**PROBLEM DETAILS**
Put the lines of the listing below into a Markdown table with the columns Row and Text, starting with the line that contains "Target — woman in red cape" and going on through the last line of the listing. Number each row and leave out blank lines.

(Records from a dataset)
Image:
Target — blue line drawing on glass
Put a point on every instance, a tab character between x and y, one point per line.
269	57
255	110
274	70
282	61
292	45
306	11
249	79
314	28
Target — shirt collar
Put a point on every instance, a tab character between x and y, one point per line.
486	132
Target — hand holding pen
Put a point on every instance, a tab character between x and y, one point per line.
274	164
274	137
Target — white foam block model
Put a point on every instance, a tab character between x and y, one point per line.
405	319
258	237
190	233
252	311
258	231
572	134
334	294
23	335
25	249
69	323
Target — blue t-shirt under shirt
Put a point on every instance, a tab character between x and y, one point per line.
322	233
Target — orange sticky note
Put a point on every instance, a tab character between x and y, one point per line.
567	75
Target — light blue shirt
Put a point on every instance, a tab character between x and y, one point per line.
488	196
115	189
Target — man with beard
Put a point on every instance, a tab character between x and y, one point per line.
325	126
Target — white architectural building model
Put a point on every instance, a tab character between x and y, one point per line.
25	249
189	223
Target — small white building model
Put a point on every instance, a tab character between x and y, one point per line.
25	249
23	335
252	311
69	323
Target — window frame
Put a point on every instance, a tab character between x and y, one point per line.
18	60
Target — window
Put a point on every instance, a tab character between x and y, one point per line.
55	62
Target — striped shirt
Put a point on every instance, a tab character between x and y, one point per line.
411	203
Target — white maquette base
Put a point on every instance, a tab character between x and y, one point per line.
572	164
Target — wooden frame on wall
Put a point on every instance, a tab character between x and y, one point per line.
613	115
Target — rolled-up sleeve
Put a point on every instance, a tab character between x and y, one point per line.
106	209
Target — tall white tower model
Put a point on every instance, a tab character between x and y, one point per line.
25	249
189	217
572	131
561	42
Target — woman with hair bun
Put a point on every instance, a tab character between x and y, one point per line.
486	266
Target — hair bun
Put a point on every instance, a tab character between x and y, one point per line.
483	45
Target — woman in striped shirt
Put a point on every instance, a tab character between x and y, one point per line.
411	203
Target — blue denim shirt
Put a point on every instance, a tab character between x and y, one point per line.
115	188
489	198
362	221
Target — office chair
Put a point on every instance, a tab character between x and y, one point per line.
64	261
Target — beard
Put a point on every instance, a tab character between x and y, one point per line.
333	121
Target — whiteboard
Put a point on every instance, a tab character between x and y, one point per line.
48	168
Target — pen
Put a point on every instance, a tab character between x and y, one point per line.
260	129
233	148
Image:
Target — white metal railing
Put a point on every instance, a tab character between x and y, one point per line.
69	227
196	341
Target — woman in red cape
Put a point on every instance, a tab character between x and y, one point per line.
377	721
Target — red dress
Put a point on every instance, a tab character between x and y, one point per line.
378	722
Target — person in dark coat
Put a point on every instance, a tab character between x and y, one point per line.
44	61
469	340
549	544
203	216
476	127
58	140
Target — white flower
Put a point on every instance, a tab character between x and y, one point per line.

**RESULT OF THIS TASK**
| Row | Text |
|---|---|
| 1 | Target — woman in red cape |
| 2 | Put a point on every instance, a tab character between x and y, one point per line. |
| 3 | 377	721 |
| 4 | Target — red dress |
| 5 | Put a point on every instance, a tab character between x and y, one point per line. |
| 6 | 378	722 |
| 7 | Target — person in dark coat |
| 8 | Put a point on every instance, a tab character between x and y, one point per line. |
| 9 | 44	61 |
| 10 | 469	340 |
| 11 | 549	544 |
| 12 | 203	216 |
| 13 | 476	127 |
| 14 | 58	140 |
| 15 | Target — white flower |
| 16 | Put a point on every instance, a tab character between x and y, one point per line. |